[Start]
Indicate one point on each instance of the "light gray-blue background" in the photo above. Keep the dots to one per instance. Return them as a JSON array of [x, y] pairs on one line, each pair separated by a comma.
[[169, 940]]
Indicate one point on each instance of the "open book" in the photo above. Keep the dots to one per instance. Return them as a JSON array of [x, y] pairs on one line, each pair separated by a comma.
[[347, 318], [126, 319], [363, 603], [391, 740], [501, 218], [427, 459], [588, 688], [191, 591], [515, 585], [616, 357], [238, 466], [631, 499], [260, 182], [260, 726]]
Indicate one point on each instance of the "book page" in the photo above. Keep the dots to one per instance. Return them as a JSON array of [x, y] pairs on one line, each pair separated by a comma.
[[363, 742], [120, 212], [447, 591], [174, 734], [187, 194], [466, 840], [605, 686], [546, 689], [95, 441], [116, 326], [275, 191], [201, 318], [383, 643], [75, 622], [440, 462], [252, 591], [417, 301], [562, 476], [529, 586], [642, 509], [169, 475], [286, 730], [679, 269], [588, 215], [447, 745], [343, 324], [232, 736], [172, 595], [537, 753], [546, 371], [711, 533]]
[End]
• _Problem description_
Rewrite all of the data above as a JSON list of strings, one string per line, with blank lines left out.

• _Correct result_
[
  "Indicate one point on each instance of the \"light gray-blue background\" in the photo above. Keep the dots to one per instance. Return them as a JSON array of [x, y] pairs on one line, each pair separated by a comma.",
  "[[169, 940]]",
  "Indicate one point on each instance of the \"open book\" in the photo above. Keep the dots to one per instance. Return them as a JSON array of [x, y] pairs on one line, each pair separated by a comma.",
  "[[347, 318], [126, 319], [363, 603], [391, 740], [501, 218], [427, 459], [588, 688], [191, 591], [515, 585], [616, 357], [238, 466], [631, 499], [260, 182], [260, 726]]",
  "Indicate one point on each instance of the \"book page\" in the photo above. Keep the dots to one per instance. Return them as a JSON array of [x, y] pairs on one line, each pair separated by a comma.",
  "[[363, 742], [120, 212], [447, 591], [174, 734], [187, 194], [466, 840], [605, 686], [546, 689], [95, 441], [116, 326], [275, 191], [201, 318], [383, 643], [75, 622], [440, 462], [252, 591], [417, 301], [562, 476], [529, 586], [642, 509], [169, 475], [286, 730], [679, 269], [588, 215], [447, 745], [343, 324], [232, 736], [172, 595], [537, 753], [546, 371], [711, 533]]"
]